# Directions
Extract all records. Keep each one exact.

# Data for this task
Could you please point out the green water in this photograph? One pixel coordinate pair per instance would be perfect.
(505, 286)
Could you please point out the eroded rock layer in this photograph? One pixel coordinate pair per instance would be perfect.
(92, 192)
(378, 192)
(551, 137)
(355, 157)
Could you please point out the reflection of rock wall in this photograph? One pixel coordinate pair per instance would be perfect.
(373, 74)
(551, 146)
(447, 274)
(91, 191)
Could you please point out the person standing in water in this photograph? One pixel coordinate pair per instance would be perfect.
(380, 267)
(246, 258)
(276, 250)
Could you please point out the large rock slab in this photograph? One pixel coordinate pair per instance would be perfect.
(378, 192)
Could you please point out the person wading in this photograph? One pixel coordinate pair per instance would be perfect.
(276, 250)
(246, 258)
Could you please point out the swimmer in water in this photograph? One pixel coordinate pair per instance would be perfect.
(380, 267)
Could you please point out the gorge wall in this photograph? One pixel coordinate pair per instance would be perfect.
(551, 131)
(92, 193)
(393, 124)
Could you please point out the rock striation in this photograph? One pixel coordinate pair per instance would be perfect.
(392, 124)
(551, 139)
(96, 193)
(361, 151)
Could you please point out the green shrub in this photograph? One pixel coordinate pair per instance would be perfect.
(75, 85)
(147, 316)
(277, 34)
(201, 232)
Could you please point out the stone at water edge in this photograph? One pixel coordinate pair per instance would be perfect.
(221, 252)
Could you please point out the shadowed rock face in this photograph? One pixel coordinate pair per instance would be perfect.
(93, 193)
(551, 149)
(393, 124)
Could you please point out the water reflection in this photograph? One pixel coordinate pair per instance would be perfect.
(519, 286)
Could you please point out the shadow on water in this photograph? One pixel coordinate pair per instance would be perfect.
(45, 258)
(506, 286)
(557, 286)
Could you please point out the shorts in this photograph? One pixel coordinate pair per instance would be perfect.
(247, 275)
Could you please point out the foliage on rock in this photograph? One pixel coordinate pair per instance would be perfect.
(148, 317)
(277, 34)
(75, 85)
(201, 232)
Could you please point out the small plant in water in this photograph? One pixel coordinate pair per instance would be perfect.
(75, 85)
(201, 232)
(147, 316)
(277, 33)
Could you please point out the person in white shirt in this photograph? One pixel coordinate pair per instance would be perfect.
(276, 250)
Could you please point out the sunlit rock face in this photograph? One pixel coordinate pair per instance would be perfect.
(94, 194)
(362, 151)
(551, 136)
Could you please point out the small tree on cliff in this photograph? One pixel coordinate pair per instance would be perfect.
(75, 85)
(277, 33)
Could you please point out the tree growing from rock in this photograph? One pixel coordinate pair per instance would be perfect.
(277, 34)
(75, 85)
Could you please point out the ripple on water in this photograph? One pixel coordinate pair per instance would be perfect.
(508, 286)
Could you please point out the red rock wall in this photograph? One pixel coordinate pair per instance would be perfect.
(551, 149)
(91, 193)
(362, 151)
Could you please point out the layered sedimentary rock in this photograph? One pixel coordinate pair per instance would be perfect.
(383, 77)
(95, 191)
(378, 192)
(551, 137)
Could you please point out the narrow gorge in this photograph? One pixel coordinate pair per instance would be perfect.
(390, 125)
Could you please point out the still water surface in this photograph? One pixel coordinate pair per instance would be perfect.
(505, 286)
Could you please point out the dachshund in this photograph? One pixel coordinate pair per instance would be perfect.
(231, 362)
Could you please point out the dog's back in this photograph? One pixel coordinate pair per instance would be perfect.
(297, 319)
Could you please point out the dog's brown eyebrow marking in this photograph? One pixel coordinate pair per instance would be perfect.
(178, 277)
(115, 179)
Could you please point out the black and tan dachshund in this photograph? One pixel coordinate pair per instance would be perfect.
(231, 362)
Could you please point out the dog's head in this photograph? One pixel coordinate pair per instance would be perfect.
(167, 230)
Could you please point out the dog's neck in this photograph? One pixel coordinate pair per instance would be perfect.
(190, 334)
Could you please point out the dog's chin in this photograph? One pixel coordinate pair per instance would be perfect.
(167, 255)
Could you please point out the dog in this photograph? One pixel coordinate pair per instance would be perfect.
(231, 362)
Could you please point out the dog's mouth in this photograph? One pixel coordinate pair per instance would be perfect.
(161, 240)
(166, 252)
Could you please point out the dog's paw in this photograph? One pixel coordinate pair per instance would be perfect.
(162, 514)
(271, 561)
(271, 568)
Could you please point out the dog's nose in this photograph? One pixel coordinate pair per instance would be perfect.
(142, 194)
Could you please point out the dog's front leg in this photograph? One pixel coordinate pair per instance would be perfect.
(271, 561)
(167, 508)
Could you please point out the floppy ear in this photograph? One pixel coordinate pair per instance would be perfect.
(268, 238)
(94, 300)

# Written solution
Could you please point out the green water in this photograph? One pixel coordinate pair per instance would be perfect.
(505, 286)
Could you please point out the eroded rock layer in this photograph? One pixel coordinate pair per instance would be perfect.
(92, 192)
(378, 192)
(551, 137)
(355, 157)
Could you please point out the reflection of rock wall in this photograph? One pixel coordinate pair per instance would be perfect.
(373, 74)
(551, 146)
(447, 274)
(91, 191)
Could you please point out the person standing in water in this photograph? One pixel coordinate pair per instance would be perfect.
(380, 267)
(246, 258)
(276, 250)
Could you please point out the large rock slab in this photograph? One pixel coordinate pair per instance would be perfect.
(378, 192)
Could you please point out the person wading in this photograph? One pixel coordinate pair per instance would be perfect.
(276, 250)
(246, 258)
Could you please point out the swimmer in water in this photograph? One pixel coordinate pair per instance would be perfect.
(380, 267)
Could you please point out the gorge wall in this photograph? One pixel coordinate pair per instance would be perfect.
(551, 131)
(92, 193)
(393, 124)
Could you please point out the rock striation in this photograph? One pixel coordinate pair per instance would be perfect.
(392, 124)
(551, 139)
(96, 193)
(361, 151)
Could you please point out the green shrub in this photograph? One pixel coordinate pair per instance would be perfect.
(75, 85)
(147, 316)
(277, 34)
(201, 232)
Could you please point out the stone at water edge in this photograph? One pixel coordinate pair per instance would be perfect.
(221, 252)
Could you please point out the shadowed rock face in this photograph? One pixel coordinate pair per instance would be perfect.
(93, 193)
(551, 149)
(393, 124)
Could you please point out the water reflection in this photograph? One pixel coordinate pair per instance would be perfect.
(519, 286)
Could you please point out the shadow on water in this photograph? One pixel coordinate pair per instance would be perfect.
(45, 258)
(506, 286)
(557, 286)
Could you please point out the shorts in this photograph? One pixel coordinate pair per instance would be perfect.
(247, 275)
Could you please point out the foliage on rock in this photograph? One pixel coordinate pair per instance would be perfect.
(148, 317)
(277, 34)
(75, 85)
(201, 232)
Could you please point out the small plant in water in this photograph? One pixel coordinate pair per instance would be perfect.
(75, 85)
(201, 232)
(147, 316)
(277, 33)
Could you please point out the person in white shirt in this photograph? One pixel coordinate pair per instance would be perfect.
(276, 250)
Could you please point out the sunlit rock face in this photograph? One pixel coordinate pair per instance would be perfect.
(94, 194)
(362, 151)
(551, 136)
Could you please point out the small tree on cliff in this photograph? One pixel coordinate pair per instance would be perfect.
(75, 85)
(277, 33)
Could you please point out the tree growing from rock in this photograph? One pixel coordinate pair per instance would be perfect.
(277, 34)
(75, 85)
Could you please point out the ripple on water in this photograph? One pixel coordinate pair per instance would be perfect.
(508, 286)
Could you please point out the red rock wall in this photograph? One pixel coordinate pair per instance would be perfect.
(551, 149)
(91, 193)
(362, 151)
Could you please point out the layered sedimentary rock in this photograph? One pixel coordinate pair per instance would be perfect.
(383, 77)
(95, 191)
(378, 192)
(551, 137)
Could you please point out the narrow gorge in this photograph? One pixel coordinate pair per instance would be perfect.
(390, 125)
Could you please point out the still water surface in this photograph? One pixel coordinate pair per instance would be perfect.
(505, 286)
Could you please point out the dachshund in this photograph? One pixel coordinate pair per instance would be perfect.
(231, 362)
Could you please point out the dog's back in this photograph? One pixel coordinate pair per instance would be perfect.
(297, 319)
Could you please point out the dog's brown eyebrow marking in this photograph? One pixel coordinate pair per instance would be perfect.
(178, 277)
(115, 179)
Could you please point out the black and tan dachshund in this photograph? One pixel coordinate pair per instance would be perfect.
(231, 362)
Could you please point out the dog's head in this photograph? One pixel coordinate pair per instance would be perfect.
(167, 230)
Could you please point out the dog's neck in this photograph? One pixel coordinate pair per instance would be perfect.
(190, 334)
Could you please point out the dog's chin in this photograph? One pixel coordinate pair per instance would be perfect.
(167, 255)
Could you please point out the dog in this photograph? One pixel coordinate pair per instance would be perfect.
(231, 362)
Could you please point out the dog's mouth in this photograph? One pixel coordinate pair per instance would be perfect.
(161, 240)
(166, 252)
Could you please point out the dog's paw in this photograph? One pixel coordinate pair per instance would be perfect.
(162, 514)
(271, 561)
(271, 568)
Could you please point out the dog's nose in this photograph? One pixel coordinate pair per instance would be perfect.
(142, 194)
Could you please point out the dog's front leg in this photograph? One pixel coordinate pair per instance would be perfect.
(271, 561)
(167, 508)
Could you please point out the floppy ear in this photograph? One pixel coordinate pair per instance would be perfect.
(268, 238)
(94, 300)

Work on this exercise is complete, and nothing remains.